→ **TASK REQUIREMENTS**:
Look through the material below. Copy every line with the string "wooden" in it.

* * * *

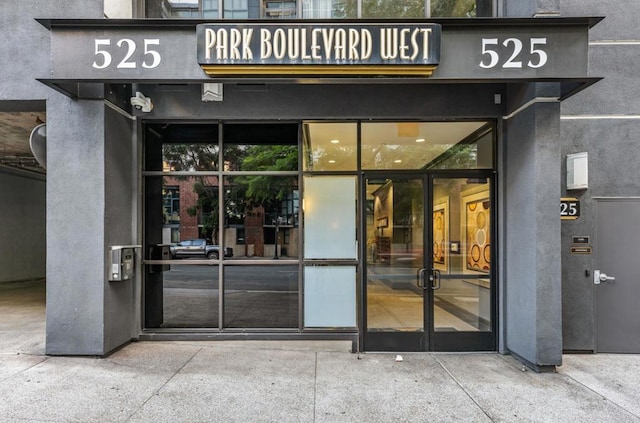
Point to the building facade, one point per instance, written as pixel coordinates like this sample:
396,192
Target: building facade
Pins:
394,182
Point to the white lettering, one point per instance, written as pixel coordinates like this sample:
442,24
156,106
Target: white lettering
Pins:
327,37
388,43
315,44
265,44
235,37
293,43
367,45
354,40
222,52
210,42
425,42
340,46
279,44
247,34
304,55
404,48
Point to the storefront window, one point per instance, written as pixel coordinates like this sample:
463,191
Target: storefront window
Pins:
393,9
461,8
257,147
427,145
330,146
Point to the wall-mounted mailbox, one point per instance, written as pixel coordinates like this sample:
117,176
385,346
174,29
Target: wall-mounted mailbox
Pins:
122,263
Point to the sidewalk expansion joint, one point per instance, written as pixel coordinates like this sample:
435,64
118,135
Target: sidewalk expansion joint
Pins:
467,393
157,391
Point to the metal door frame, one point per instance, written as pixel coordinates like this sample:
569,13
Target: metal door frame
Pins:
428,339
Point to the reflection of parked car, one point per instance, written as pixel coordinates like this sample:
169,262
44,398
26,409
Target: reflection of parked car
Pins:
198,248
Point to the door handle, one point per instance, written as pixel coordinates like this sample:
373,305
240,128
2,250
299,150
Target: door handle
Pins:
435,279
599,277
420,278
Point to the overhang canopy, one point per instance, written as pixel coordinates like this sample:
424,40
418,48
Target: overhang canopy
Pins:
88,53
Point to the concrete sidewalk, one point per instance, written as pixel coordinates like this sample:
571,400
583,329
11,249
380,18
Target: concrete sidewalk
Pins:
296,381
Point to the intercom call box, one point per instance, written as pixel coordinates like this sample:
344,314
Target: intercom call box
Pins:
122,263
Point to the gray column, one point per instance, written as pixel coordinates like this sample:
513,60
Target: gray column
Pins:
75,226
532,241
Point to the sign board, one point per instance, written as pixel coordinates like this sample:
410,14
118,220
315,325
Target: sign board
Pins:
464,50
580,240
581,250
338,49
569,208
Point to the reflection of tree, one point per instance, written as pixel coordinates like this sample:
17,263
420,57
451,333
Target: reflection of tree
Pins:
243,193
406,8
190,157
323,157
407,201
457,8
460,156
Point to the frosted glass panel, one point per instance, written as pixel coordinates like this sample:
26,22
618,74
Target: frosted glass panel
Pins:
330,217
330,296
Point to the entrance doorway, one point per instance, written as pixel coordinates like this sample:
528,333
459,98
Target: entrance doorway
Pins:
617,288
429,284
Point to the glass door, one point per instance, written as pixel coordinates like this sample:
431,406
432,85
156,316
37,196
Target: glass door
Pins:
428,272
395,317
461,277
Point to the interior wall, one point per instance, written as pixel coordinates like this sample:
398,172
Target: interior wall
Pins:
22,211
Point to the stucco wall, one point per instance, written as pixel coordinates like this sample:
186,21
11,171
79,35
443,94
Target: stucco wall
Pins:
604,121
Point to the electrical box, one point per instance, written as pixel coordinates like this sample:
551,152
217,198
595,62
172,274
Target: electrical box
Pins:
122,263
577,171
159,252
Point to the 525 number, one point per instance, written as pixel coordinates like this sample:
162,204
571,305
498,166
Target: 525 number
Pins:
104,58
514,48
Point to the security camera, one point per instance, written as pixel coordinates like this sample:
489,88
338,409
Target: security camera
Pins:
141,102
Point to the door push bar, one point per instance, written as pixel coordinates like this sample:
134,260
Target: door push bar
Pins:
599,277
434,279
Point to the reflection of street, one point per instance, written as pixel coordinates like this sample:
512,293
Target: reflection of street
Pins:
255,296
252,278
395,302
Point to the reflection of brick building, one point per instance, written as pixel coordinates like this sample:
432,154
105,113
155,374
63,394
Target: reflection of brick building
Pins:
178,198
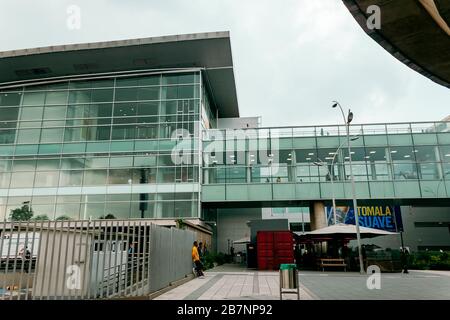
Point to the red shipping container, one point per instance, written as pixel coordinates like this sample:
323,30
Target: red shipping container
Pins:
264,236
265,246
282,236
274,248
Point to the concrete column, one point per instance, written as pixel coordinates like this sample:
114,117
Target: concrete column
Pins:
317,215
373,170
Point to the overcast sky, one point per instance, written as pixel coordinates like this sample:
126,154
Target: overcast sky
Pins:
291,57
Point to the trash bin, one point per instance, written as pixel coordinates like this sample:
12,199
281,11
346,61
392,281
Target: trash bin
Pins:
289,280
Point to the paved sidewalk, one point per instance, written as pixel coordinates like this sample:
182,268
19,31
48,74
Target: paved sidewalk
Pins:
237,283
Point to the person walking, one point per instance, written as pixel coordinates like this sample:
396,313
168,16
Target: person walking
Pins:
404,257
196,260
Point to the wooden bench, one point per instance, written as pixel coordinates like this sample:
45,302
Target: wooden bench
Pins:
332,263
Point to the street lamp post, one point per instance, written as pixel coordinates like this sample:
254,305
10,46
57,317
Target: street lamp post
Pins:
347,121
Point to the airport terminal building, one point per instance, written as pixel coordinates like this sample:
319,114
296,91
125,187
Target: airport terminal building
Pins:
150,129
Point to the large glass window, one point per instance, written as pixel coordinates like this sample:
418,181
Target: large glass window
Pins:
56,97
34,98
10,98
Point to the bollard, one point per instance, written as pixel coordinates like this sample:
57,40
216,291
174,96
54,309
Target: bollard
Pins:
289,280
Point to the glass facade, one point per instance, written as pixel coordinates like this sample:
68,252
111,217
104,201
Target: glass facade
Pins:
146,145
88,148
413,159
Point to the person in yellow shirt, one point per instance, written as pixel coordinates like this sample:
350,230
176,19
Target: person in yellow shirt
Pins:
196,260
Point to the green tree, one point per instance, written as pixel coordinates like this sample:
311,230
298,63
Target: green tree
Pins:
21,214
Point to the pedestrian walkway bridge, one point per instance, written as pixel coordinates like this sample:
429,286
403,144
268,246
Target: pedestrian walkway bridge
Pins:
399,161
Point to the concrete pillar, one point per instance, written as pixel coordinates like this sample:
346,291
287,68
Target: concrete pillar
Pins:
317,215
373,170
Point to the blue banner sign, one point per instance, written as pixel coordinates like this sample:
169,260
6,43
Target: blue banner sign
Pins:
386,218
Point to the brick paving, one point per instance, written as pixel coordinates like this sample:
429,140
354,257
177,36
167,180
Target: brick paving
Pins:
233,282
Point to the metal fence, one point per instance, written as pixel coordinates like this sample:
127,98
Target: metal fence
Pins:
101,259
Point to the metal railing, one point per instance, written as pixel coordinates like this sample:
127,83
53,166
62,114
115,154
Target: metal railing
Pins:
333,130
101,259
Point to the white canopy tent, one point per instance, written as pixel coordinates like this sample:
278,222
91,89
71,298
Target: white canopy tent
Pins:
344,230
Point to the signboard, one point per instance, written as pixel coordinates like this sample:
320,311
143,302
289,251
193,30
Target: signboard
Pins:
385,217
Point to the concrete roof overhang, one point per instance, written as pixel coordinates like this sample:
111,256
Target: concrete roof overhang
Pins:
410,34
210,52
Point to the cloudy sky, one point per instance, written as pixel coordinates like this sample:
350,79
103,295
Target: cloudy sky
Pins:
291,57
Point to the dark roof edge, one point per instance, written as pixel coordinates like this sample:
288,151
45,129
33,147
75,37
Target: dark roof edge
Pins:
115,44
361,18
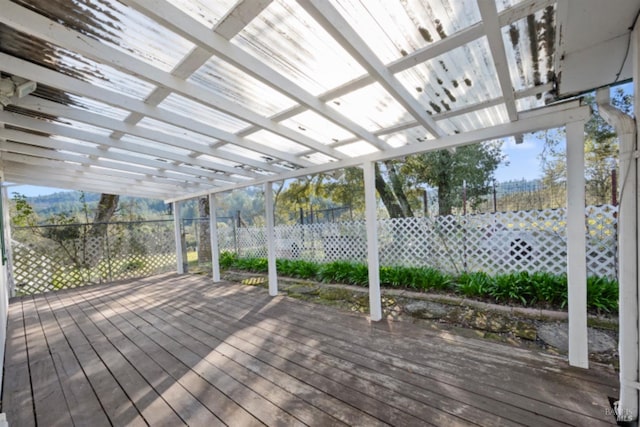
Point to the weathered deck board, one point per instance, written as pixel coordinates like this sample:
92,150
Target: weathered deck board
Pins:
173,350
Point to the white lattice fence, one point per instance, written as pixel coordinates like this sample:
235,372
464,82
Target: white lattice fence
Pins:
496,243
125,250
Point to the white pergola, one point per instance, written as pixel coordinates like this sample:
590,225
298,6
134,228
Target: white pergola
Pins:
176,99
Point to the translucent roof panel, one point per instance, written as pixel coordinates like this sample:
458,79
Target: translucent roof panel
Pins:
371,107
480,119
116,25
530,46
286,38
405,137
198,140
317,127
235,85
69,63
131,140
461,77
358,148
271,140
405,26
207,12
319,158
197,111
240,151
97,107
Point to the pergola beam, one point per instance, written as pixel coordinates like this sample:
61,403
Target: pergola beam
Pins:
333,22
181,23
491,21
51,128
547,118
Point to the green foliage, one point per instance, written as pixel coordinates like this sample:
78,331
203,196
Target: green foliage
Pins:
602,294
474,284
522,288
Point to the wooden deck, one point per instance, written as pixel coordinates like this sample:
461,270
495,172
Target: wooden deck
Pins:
175,350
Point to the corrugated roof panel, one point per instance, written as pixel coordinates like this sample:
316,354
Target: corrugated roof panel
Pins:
235,85
200,141
97,107
403,27
530,47
286,38
217,160
240,151
319,158
358,148
371,107
317,127
169,149
480,119
207,12
270,139
405,137
185,107
461,77
69,63
118,26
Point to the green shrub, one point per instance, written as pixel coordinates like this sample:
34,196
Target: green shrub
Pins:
602,294
477,284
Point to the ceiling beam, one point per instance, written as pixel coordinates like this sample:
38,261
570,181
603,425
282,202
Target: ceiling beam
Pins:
332,21
545,118
83,116
21,143
492,28
30,22
181,23
51,128
54,177
68,84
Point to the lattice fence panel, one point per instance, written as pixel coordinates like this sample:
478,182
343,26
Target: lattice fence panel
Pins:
495,243
123,250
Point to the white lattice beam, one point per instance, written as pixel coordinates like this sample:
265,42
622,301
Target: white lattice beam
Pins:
24,20
181,23
338,27
489,13
547,118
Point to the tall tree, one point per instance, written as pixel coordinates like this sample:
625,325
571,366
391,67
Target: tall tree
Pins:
601,152
105,211
472,166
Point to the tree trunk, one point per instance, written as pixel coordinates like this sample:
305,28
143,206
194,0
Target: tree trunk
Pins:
396,184
204,243
388,198
106,209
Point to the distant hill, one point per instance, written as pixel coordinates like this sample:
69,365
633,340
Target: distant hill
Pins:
129,208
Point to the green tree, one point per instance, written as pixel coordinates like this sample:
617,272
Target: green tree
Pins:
470,166
601,152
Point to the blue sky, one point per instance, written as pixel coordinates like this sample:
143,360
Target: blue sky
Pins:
523,162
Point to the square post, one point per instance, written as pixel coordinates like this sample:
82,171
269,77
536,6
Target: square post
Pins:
375,303
213,235
271,239
178,237
576,247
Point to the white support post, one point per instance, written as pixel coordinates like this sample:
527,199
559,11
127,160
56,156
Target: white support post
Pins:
178,237
576,247
625,128
213,235
271,239
375,303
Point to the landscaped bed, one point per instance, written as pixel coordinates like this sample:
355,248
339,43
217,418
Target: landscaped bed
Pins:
522,309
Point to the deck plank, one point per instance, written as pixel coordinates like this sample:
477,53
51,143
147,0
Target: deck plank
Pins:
173,350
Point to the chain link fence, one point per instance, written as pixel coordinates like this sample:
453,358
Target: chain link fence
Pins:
53,257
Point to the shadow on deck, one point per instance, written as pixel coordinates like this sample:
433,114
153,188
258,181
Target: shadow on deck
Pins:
173,350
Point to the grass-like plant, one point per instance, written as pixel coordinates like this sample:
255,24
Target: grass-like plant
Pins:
522,288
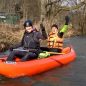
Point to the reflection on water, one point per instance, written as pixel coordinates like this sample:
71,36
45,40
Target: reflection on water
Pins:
73,74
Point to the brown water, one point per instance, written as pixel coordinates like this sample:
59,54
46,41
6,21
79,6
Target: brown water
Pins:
73,74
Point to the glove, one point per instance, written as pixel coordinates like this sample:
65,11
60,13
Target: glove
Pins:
42,27
67,19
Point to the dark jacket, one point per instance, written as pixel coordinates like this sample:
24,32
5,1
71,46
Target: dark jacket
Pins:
31,40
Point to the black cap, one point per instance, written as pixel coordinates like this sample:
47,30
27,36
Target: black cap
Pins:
28,23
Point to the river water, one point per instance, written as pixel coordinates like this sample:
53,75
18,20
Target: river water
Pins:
73,74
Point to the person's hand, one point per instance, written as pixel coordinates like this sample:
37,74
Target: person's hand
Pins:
42,27
67,19
11,48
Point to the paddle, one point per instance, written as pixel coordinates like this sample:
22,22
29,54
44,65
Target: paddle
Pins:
35,49
25,50
55,53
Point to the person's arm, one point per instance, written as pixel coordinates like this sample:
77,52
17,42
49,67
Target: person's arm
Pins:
64,28
44,34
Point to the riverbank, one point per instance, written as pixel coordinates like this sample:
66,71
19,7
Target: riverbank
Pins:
11,36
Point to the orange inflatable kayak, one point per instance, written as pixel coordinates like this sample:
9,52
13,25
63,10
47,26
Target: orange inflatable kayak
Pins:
33,67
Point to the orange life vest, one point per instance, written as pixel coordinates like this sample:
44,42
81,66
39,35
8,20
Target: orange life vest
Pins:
54,41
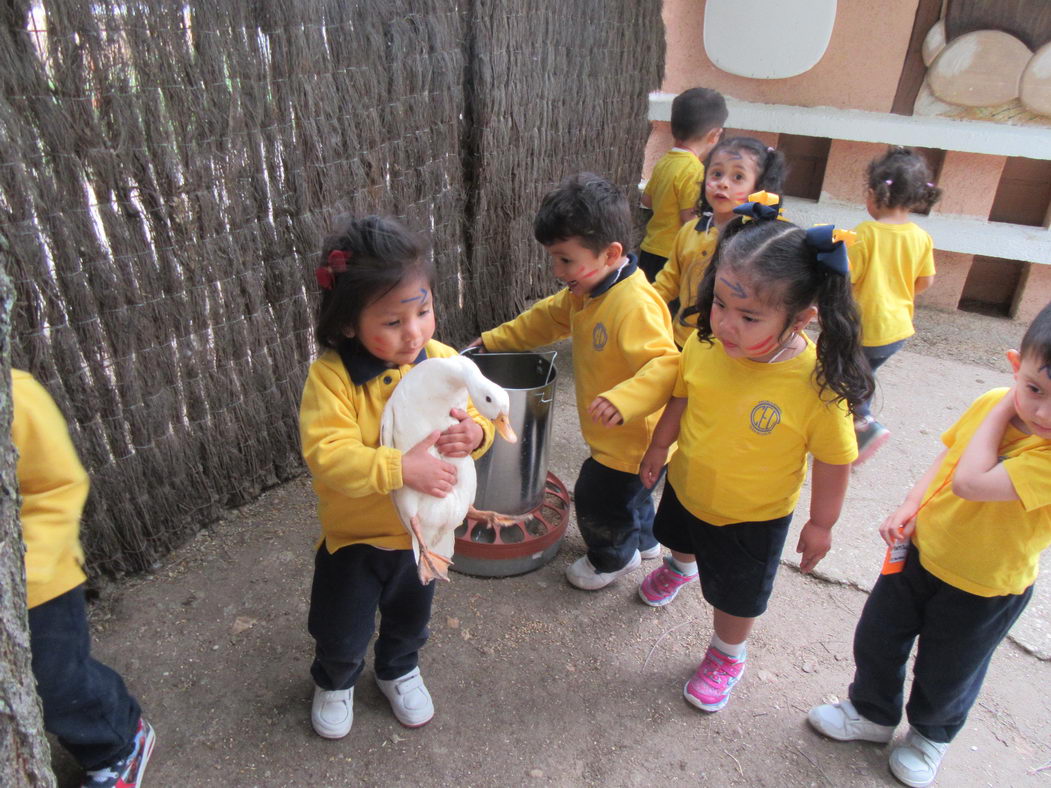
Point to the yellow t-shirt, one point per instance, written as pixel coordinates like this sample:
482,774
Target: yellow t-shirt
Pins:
674,186
54,488
885,263
352,474
988,548
746,431
691,253
622,350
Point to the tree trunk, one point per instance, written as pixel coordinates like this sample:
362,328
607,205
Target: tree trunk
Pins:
24,754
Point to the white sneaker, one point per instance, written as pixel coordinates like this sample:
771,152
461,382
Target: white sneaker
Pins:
652,553
841,721
915,761
332,712
583,575
410,701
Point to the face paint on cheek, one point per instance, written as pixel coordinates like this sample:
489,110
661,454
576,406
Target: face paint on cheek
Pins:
766,344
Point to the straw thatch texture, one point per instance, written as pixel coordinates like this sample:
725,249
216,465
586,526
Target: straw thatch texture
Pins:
556,88
167,170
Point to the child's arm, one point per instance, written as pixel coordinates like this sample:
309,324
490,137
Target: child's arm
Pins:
828,488
980,474
664,434
545,322
646,346
902,522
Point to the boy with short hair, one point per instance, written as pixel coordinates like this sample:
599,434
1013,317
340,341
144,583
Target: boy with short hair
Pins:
85,703
624,363
698,116
979,520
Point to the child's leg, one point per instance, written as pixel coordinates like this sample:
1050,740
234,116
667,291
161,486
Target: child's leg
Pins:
883,638
344,599
960,634
405,612
605,502
85,703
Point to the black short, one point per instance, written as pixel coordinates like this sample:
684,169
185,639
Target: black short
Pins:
737,562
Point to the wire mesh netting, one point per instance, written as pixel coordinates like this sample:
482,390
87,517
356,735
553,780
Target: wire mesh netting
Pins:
167,171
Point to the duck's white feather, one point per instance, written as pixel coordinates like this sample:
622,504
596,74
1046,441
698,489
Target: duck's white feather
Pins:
420,405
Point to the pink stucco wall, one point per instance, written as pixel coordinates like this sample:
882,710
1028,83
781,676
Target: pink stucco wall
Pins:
860,69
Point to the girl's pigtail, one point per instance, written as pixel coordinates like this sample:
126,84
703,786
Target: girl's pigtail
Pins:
842,367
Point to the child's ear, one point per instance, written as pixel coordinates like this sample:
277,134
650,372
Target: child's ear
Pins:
804,317
1015,358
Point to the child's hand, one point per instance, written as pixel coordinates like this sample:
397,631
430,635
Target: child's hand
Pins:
900,524
604,412
426,473
653,462
815,542
461,438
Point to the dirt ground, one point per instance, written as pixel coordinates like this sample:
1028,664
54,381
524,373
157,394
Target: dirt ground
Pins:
534,682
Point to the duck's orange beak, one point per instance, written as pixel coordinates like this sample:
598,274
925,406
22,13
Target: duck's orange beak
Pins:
503,427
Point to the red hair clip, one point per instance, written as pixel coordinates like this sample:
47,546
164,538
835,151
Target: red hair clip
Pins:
336,264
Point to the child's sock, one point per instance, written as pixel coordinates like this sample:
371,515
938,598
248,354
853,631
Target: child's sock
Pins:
737,650
685,568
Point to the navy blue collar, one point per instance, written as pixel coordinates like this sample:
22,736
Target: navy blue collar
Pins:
619,275
362,366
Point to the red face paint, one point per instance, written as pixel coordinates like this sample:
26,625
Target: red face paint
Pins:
764,344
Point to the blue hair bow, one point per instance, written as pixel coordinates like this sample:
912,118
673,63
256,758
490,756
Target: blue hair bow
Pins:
831,252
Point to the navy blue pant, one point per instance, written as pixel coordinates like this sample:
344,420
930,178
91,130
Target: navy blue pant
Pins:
85,703
349,586
615,514
877,357
959,633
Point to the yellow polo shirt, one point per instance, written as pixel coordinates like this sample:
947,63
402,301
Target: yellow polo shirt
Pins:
885,263
746,431
988,548
674,186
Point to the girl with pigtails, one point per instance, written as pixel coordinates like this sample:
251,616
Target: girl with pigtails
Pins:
890,264
754,397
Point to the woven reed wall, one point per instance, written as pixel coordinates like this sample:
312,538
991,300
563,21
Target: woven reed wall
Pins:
167,171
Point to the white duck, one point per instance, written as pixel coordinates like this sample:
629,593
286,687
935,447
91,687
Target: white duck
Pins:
420,405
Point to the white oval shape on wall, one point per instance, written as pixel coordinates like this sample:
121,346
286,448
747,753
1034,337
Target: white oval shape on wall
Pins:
767,39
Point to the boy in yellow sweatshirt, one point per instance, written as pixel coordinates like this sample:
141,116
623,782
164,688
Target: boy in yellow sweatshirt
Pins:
674,188
85,703
624,366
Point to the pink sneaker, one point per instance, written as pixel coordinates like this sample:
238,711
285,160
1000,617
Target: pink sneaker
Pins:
711,686
661,584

* * * *

→ **SOLUTION FOR THIS EXERCISE**:
Point to the wooden bench, one point per instance, written as pixel coordinates like this sample:
Target: wooden bench
Point to the wooden deck, one point per instance, written as pixel coordinates like this sample:
Target: wooden deck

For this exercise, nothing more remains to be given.